EXTRACT PROVIDED START

For the first 10 months, the growth and increase in body weight was similar for both groups of animals. Between 10 and 13 months of the experiment, the rats fed with chia seeds, in contrast with the control group, were still growing and changes of weight were seen in different body compartments, including the musculoskeletal system, skin, and visceral weight (Table 3). Bone densitometry analysis confirmed that the rats of the chia group accumulated significantly more minerals in the period of 10–13 months than did the rats of the control group (Table 4).
Dual X-ray body densitometry scans were completed in all animals of each group after 10 and 13 months of receiving the experimental diets, and the bone densitometry analyses of the rats are shown in Table 4. At the first time point, both groups presented similar bone structures indicated by the BMC and BMD determinations of the total body skeleton and the total and proximal areas of the left tibia, used as an optimal area for bone measurement in adult and aged rats [46]. Nevertheless, at the second time point of the study at 13 months, the rats fed with chia seeds showed a significantly higher BMC than did the control rats whether in total or proximal areas of the left tibia (Table 4). Our study also found significant positive correlations linking the aging of the chia group, from 10 to 13 months, with BMD (p = 0.005, σ = 0.809), BMC (p = 0.010, σ = 0.763) of the total left tibia, and total weight of the musculoskeletal system of the rats (p = 0.019, σ = 0.720). Other significant positive correlations of the chia group in this same period of time included the final body weight (p = 0.034, σ = 0.671) and the skin weight (p = 0.034, σ = 0.671). The rats of the control group did not show significant correlations in bone content and bone density with age. No other significant correlations were found in both groups of rats in the period of time ranging from 10 to 13 months.
The histological assessment of the liver sections of both groups in our study showed hepatocytes inside the liver lobules and other structures regularly distributed throughout the organ. A significant number of hepatocytes of the control group presented lipid microvesicular structures in the cytoplasm after 10 months of the diet. The number and size of the microvesicles increased in the rats of the control group at 13 months in contrast with the animals fed with chia seeds, which showed significantly fewer vesicles in both time points (Figure 1).
The morphology of the intestinal muscle layers, crypt, and villus of a segment of the small intestine is shown in Figure 2. The animals fed with chia seeds after 13 months show, on average, a significantly higher circular internal muscular layer thickness compared with the animals of the control group. The width of the longitudinal external muscular layer was similar in both groups, but the thickness of the two layers together was higher in the rats fed with chia seeds than in the controls. In addition, the average crypt depth of the intestine was considerably larger in the rats treated with chia seeds compared with the animals of the control group, but this was not the case for the size of the villus (Figure 2).

EXTRACT PROVIDED END
RECORD SET START

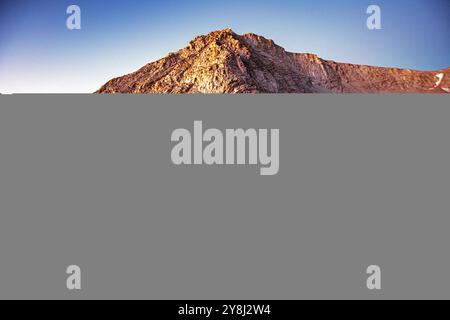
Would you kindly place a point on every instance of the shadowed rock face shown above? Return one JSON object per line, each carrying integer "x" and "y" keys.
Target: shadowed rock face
{"x": 224, "y": 62}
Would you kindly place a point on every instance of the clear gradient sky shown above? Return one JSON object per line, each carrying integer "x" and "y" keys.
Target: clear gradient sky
{"x": 38, "y": 54}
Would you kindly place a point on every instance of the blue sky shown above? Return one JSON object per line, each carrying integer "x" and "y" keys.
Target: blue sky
{"x": 39, "y": 55}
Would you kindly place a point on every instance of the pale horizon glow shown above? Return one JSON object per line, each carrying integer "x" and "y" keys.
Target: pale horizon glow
{"x": 39, "y": 55}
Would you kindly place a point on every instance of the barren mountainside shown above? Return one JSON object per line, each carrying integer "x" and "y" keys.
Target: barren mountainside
{"x": 225, "y": 62}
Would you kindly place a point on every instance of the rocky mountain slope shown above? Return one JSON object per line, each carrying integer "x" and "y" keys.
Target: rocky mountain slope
{"x": 225, "y": 62}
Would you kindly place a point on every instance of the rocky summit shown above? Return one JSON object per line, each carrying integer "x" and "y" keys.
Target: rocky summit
{"x": 225, "y": 62}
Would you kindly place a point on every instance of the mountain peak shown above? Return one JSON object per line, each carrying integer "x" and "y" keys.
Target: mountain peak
{"x": 225, "y": 62}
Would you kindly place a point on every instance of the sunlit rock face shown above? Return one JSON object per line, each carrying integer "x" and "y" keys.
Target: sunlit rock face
{"x": 225, "y": 62}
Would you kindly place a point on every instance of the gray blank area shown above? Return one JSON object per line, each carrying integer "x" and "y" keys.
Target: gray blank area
{"x": 88, "y": 180}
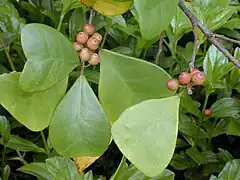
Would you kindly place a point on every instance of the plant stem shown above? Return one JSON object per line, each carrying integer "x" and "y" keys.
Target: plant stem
{"x": 121, "y": 165}
{"x": 60, "y": 21}
{"x": 7, "y": 54}
{"x": 44, "y": 142}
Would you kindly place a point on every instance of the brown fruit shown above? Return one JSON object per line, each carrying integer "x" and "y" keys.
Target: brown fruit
{"x": 85, "y": 54}
{"x": 82, "y": 37}
{"x": 89, "y": 29}
{"x": 184, "y": 78}
{"x": 97, "y": 36}
{"x": 95, "y": 59}
{"x": 208, "y": 112}
{"x": 198, "y": 78}
{"x": 173, "y": 84}
{"x": 77, "y": 46}
{"x": 92, "y": 44}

RECORD SET END

▸ QUESTIONS ON THE MATERIAL
a – In the chia seed study text, what did many liver cells of the control group show after 10 months on the diet?
b – Copy the part of the chia seed study text starting at "The morphology of" and ending at "villus (Figure 2).".
c – Carry on writing the chia seed study text from the point where it stops.
The lines have nothing to do with the text about chia seeds.

▸ WRITTEN RESPONSES
a – Lipid microvesicular structures in the cytoplasm.

b –
The morphology of the intestinal muscle layers, crypt, and villus of a segment of the small intestine is shown in Figure 2. The animals fed with chia seeds after 13 months show, on average, a significantly higher circular internal muscular layer thickness compared with the animals of the control group. The width of the longitudinal external muscular layer was similar in both groups, but the thickness of the two layers together was higher in the rats fed with chia seeds than in the controls. In addition, the average crypt depth of the intestine was considerably larger in the rats treated with chia seeds compared with the animals of the control group, but this was not the case for the size of the villus (Figure 2).

c –
4. Discussion

This study explored the effects of the long-term administration of chia seeds, a promising functional plant food with therapeutic perspectives [4,5,6,7,8,9], compared with a conventional diet in an experimental model of Sprague-Dawley rats. Male Sprague-Dawley rats fed a conventional diet tend to increase their bodyweight and reach a plateau of growing at around 12 months of life [47]. However, it is also known that food ingredients and dietary habits play important roles in body metabolism, affecting growth rate, development, cell differentiation, and bodyweight [48,49]. In the study of Poudyal et al. (2012), Wistar rats fed with diets of 5% chia seeds, either included in a regular chow diet or in a high-fat, high-carbohydrate diet, were protected against cardiac and hepatic injuries triggered by an obesogenic diet [41]. Interestingly, in this same study, the intake of chia seeds by the Wistar rats was associated with higher bodyweight and more food consumption than in their counterparts, despite the aforementioned organ protection. These findings are similar to the results of our study, whereby animals fed with chia seeds presented higher intake of food, increased bodyweight, and hepatic protection.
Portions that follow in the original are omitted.